Activity ▸ Repeat the listing that follows, character for character, minus the pictures.

Entries provided ▸
□ □ □ □ □ □ □

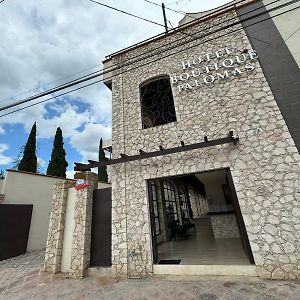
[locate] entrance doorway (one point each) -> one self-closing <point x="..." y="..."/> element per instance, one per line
<point x="196" y="220"/>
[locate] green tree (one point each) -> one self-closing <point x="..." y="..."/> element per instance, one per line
<point x="2" y="174"/>
<point x="102" y="171"/>
<point x="58" y="164"/>
<point x="29" y="161"/>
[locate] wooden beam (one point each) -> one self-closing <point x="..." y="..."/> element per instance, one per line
<point x="125" y="158"/>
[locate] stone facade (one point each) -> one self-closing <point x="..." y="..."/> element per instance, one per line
<point x="54" y="245"/>
<point x="225" y="226"/>
<point x="198" y="203"/>
<point x="264" y="165"/>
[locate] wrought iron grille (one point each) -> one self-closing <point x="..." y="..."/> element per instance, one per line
<point x="157" y="102"/>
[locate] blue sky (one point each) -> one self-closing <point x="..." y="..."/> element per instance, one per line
<point x="46" y="43"/>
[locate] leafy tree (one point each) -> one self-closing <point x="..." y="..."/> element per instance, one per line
<point x="29" y="161"/>
<point x="58" y="164"/>
<point x="102" y="171"/>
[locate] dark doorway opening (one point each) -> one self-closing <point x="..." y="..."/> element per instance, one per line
<point x="196" y="218"/>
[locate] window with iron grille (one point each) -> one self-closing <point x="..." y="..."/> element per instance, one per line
<point x="157" y="104"/>
<point x="154" y="198"/>
<point x="170" y="202"/>
<point x="183" y="201"/>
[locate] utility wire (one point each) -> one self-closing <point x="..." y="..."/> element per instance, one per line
<point x="51" y="82"/>
<point x="139" y="55"/>
<point x="122" y="72"/>
<point x="127" y="13"/>
<point x="168" y="8"/>
<point x="129" y="63"/>
<point x="74" y="82"/>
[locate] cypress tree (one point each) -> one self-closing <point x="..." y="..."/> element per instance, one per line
<point x="29" y="161"/>
<point x="102" y="171"/>
<point x="58" y="164"/>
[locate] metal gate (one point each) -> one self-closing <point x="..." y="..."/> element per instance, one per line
<point x="101" y="229"/>
<point x="15" y="222"/>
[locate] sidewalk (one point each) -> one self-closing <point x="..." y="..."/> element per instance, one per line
<point x="22" y="278"/>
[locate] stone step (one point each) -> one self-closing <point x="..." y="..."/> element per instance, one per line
<point x="99" y="272"/>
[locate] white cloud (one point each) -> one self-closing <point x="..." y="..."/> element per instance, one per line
<point x="87" y="141"/>
<point x="4" y="160"/>
<point x="70" y="174"/>
<point x="41" y="163"/>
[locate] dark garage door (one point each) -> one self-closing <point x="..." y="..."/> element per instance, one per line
<point x="101" y="229"/>
<point x="14" y="229"/>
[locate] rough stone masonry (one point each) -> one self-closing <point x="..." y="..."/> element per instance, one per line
<point x="265" y="165"/>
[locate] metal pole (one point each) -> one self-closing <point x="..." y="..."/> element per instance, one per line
<point x="165" y="19"/>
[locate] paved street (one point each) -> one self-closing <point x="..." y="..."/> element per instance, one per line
<point x="22" y="278"/>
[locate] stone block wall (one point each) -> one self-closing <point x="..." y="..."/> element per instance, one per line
<point x="81" y="243"/>
<point x="55" y="237"/>
<point x="225" y="226"/>
<point x="81" y="237"/>
<point x="265" y="165"/>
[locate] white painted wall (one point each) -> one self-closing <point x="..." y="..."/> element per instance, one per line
<point x="28" y="188"/>
<point x="68" y="231"/>
<point x="288" y="25"/>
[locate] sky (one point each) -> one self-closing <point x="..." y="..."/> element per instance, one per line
<point x="46" y="43"/>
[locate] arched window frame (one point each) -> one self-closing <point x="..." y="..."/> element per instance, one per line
<point x="157" y="108"/>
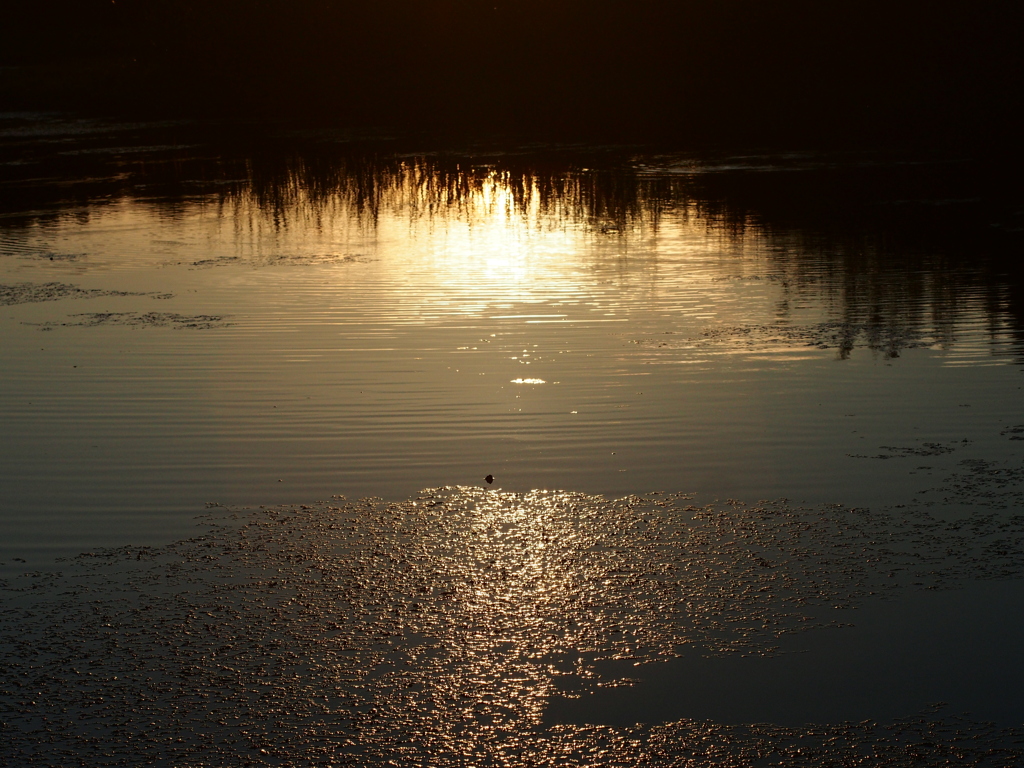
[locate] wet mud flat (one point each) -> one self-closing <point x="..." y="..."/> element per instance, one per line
<point x="462" y="627"/>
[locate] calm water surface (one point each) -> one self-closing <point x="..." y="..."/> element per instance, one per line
<point x="300" y="317"/>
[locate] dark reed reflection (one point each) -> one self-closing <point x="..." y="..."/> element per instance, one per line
<point x="884" y="239"/>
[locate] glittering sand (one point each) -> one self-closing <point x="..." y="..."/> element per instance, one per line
<point x="434" y="632"/>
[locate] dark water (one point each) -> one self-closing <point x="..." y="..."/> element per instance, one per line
<point x="754" y="421"/>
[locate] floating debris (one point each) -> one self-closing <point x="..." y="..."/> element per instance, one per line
<point x="139" y="320"/>
<point x="433" y="631"/>
<point x="28" y="293"/>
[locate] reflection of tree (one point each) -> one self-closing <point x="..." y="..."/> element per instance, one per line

□ □ □ □ □ □ □

Answer box ▸
[locate] entrance doorway (one point each) -> one self-closing <point x="..." y="..."/> element per instance, one per line
<point x="196" y="220"/>
[locate] green tree (one point each) -> one self-closing <point x="..." y="..."/> element per instance, one per line
<point x="2" y="174"/>
<point x="102" y="171"/>
<point x="58" y="164"/>
<point x="29" y="161"/>
[locate] wooden beam (one point each) -> one self-closing <point x="..." y="..."/> element per instance, one per line
<point x="125" y="158"/>
[locate] stone facade (one point each) -> one self-closing <point x="..." y="..."/> element per instance, one per line
<point x="54" y="245"/>
<point x="225" y="226"/>
<point x="198" y="203"/>
<point x="264" y="165"/>
[locate] wrought iron grille (one point each) -> one self-closing <point x="..." y="..."/> element per instance, one per line
<point x="157" y="102"/>
[locate] blue sky (one point each) -> one self-closing <point x="..." y="..."/> element per instance, one per line
<point x="46" y="43"/>
[locate] leafy tree (one point each) -> one self-closing <point x="..." y="..."/> element per instance, one per line
<point x="29" y="161"/>
<point x="58" y="164"/>
<point x="102" y="171"/>
[locate] dark doorway opening (one point each) -> one self-closing <point x="..." y="..."/> element per instance, one per line
<point x="196" y="218"/>
[locate] window with iron grille (one point each) -> one self-closing <point x="..." y="..."/> element per instance, one per line
<point x="157" y="104"/>
<point x="154" y="198"/>
<point x="170" y="202"/>
<point x="183" y="201"/>
[locate] utility wire (one point each) -> one self-closing <point x="..." y="..."/> element per instance, one per line
<point x="51" y="82"/>
<point x="139" y="55"/>
<point x="122" y="72"/>
<point x="127" y="13"/>
<point x="168" y="8"/>
<point x="129" y="63"/>
<point x="74" y="82"/>
[locate] cypress tree (one point each) -> one self-closing <point x="..." y="..."/> element per instance, one per line
<point x="29" y="161"/>
<point x="102" y="171"/>
<point x="58" y="164"/>
[locate] metal gate (one point each) -> one self-closing <point x="..." y="..."/> element per instance, one per line
<point x="101" y="229"/>
<point x="15" y="222"/>
[locate] sidewalk (one point each) -> one self-closing <point x="..." y="..."/> element per instance, one per line
<point x="22" y="278"/>
[locate] stone step (one point each) -> one self-closing <point x="..." y="..."/> element per instance, one per line
<point x="99" y="272"/>
[locate] white cloud (one point each) -> one self-closing <point x="..." y="..."/> element per instance, one per line
<point x="87" y="141"/>
<point x="4" y="160"/>
<point x="70" y="174"/>
<point x="41" y="163"/>
[locate] dark garage door (one point each) -> one self-closing <point x="..." y="..."/> element per instance, one per line
<point x="101" y="229"/>
<point x="14" y="229"/>
[locate] rough stone masonry (one point each) -> one self-closing <point x="..." y="..."/> element per instance, one per line
<point x="265" y="165"/>
[locate] metal pole (one point each) -> one self-closing <point x="..." y="..."/> element per instance, one per line
<point x="165" y="19"/>
[locate] paved street (one point each) -> one self-closing <point x="..." y="..."/> element per instance, one per line
<point x="22" y="278"/>
[locate] stone block wall (one point each) -> one self-closing <point x="..." y="..."/> element per instance, one per line
<point x="81" y="243"/>
<point x="55" y="237"/>
<point x="225" y="226"/>
<point x="81" y="237"/>
<point x="265" y="165"/>
[locate] white painted wall (one point each) -> one self-closing <point x="..." y="..."/> element per instance, one per line
<point x="28" y="188"/>
<point x="68" y="231"/>
<point x="288" y="25"/>
[locate] sky (one point each) -> one self-closing <point x="..." y="..."/> element per instance, one per line
<point x="46" y="43"/>
[locate] arched window frame (one point each) -> one self-closing <point x="..." y="..."/> element per instance, one per line
<point x="157" y="108"/>
[locate] wet mud flat (one point each) -> one self-closing <point x="..." y="..."/> element per instance, one per line
<point x="462" y="627"/>
[locate] calm water surface (one point each) -> one self-closing <point x="..." y="..."/> element per instance, one per line
<point x="300" y="317"/>
[locate] dark reed reflection (one point each) -> one self-closing <point x="..." y="..."/> element per instance, one per line
<point x="884" y="239"/>
[locate] glittering sand (one point each) -> one self-closing <point x="..." y="..."/> element per instance, one per line
<point x="434" y="632"/>
[locate] dark water (one point each) -> one self-closing <point x="..." y="..."/> element per instance, one per line
<point x="754" y="421"/>
[locate] floating debris (one point each) -> one self-closing <point x="..." y="..."/> element per instance, one per line
<point x="139" y="320"/>
<point x="433" y="631"/>
<point x="28" y="293"/>
[locate] reflection of tree (one point each) -> one self-closing <point x="..." y="..."/> element per instance, one per line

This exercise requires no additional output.